(Stated task)
Write out the data verbatim, from its first line through the line that contains "M0 28L5 82L456 259L452 191L132 0L0 0Z", with both ends included.

(Material provided)
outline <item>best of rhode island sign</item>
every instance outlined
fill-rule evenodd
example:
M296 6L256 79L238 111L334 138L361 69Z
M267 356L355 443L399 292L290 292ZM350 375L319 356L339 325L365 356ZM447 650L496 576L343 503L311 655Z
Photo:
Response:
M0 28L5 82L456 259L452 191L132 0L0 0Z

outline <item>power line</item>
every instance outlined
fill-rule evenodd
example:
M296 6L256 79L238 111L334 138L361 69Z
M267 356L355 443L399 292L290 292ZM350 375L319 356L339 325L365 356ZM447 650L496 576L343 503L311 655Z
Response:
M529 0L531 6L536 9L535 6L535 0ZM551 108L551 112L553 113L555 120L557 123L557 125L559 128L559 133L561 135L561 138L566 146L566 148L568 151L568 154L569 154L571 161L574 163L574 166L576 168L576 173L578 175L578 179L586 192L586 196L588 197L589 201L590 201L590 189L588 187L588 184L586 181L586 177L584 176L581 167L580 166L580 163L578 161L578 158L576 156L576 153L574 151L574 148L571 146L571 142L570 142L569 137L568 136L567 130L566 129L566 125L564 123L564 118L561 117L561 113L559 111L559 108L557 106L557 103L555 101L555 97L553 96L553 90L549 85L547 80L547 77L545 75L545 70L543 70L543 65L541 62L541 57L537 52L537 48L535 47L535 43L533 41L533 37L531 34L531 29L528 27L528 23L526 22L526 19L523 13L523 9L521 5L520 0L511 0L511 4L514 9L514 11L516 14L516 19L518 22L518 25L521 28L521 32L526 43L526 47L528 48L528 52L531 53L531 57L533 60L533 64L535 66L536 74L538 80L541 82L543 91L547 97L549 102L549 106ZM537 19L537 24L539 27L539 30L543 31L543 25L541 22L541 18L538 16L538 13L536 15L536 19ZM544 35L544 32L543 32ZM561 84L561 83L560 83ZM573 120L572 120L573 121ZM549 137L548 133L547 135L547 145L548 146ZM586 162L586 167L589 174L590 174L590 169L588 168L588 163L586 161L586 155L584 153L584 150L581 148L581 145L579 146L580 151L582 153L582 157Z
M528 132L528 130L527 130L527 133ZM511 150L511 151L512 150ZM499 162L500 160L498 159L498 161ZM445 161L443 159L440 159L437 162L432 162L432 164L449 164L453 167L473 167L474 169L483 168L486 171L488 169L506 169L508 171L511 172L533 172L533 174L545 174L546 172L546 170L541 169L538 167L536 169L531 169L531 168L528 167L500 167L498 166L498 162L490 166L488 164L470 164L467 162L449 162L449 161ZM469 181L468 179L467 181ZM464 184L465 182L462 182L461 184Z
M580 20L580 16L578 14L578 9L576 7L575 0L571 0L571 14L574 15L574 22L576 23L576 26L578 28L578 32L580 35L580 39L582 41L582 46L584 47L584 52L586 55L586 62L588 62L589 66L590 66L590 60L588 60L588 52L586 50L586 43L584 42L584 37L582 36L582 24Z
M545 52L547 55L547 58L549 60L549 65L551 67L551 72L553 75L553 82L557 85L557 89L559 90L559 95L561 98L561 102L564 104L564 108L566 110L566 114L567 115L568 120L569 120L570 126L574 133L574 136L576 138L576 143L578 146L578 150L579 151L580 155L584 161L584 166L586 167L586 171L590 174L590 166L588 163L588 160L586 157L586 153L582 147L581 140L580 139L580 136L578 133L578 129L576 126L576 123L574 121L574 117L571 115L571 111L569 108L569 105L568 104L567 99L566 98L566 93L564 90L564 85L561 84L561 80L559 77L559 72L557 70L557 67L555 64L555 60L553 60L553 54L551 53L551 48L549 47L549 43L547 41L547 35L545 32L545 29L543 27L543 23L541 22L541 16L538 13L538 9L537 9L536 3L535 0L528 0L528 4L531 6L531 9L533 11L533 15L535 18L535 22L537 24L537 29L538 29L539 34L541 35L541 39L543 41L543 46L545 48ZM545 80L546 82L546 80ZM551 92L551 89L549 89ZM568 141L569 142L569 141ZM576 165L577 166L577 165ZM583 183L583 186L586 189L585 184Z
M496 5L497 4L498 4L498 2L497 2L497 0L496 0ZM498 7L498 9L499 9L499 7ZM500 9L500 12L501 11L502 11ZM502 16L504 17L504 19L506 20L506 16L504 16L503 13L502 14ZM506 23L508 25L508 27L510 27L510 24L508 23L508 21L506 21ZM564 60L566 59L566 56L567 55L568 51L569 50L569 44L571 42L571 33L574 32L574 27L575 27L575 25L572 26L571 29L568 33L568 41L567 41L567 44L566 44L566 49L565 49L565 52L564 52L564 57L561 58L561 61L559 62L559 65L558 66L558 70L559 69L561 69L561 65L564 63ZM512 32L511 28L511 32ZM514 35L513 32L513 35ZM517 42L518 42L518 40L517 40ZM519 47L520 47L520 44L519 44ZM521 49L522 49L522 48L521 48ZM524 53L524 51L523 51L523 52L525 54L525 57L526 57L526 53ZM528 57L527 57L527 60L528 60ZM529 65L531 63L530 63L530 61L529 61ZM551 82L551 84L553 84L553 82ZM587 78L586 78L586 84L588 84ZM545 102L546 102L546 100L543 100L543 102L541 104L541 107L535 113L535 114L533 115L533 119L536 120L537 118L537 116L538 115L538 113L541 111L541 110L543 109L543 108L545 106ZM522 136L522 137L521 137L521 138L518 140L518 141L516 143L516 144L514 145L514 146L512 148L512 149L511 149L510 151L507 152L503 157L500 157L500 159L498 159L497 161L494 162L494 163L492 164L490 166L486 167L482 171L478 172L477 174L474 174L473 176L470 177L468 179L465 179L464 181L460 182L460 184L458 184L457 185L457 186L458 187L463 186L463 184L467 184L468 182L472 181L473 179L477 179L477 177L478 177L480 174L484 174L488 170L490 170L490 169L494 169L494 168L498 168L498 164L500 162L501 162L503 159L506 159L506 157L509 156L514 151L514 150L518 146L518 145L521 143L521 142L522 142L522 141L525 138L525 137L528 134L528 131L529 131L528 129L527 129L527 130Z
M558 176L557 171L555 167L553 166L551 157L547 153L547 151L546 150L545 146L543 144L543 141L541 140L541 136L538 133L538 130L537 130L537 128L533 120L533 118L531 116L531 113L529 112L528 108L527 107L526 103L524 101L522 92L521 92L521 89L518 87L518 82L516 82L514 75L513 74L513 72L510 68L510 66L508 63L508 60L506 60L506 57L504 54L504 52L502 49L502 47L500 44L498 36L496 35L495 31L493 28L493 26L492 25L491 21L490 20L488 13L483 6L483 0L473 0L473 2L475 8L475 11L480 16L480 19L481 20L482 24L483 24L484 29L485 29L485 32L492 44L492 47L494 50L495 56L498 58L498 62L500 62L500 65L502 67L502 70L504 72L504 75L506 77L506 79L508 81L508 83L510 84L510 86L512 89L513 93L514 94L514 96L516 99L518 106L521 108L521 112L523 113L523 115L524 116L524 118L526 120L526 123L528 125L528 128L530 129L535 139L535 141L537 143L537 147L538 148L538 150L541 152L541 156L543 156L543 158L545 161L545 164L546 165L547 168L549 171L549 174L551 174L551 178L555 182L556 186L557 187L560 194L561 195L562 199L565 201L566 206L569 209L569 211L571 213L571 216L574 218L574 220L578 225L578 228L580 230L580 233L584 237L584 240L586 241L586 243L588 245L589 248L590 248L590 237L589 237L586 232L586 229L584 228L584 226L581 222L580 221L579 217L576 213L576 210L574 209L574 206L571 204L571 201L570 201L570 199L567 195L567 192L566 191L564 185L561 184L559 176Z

(Answer in full)
outline <item>best of rhode island sign</item>
every instance outlined
fill-rule evenodd
example:
M296 6L256 79L238 111L334 138L361 69Z
M267 356L355 443L399 292L290 292ZM350 375L319 356L339 325L365 356ZM447 650L496 576L343 503L311 655Z
Photo:
Response:
M0 28L5 82L456 259L452 191L132 0L0 0Z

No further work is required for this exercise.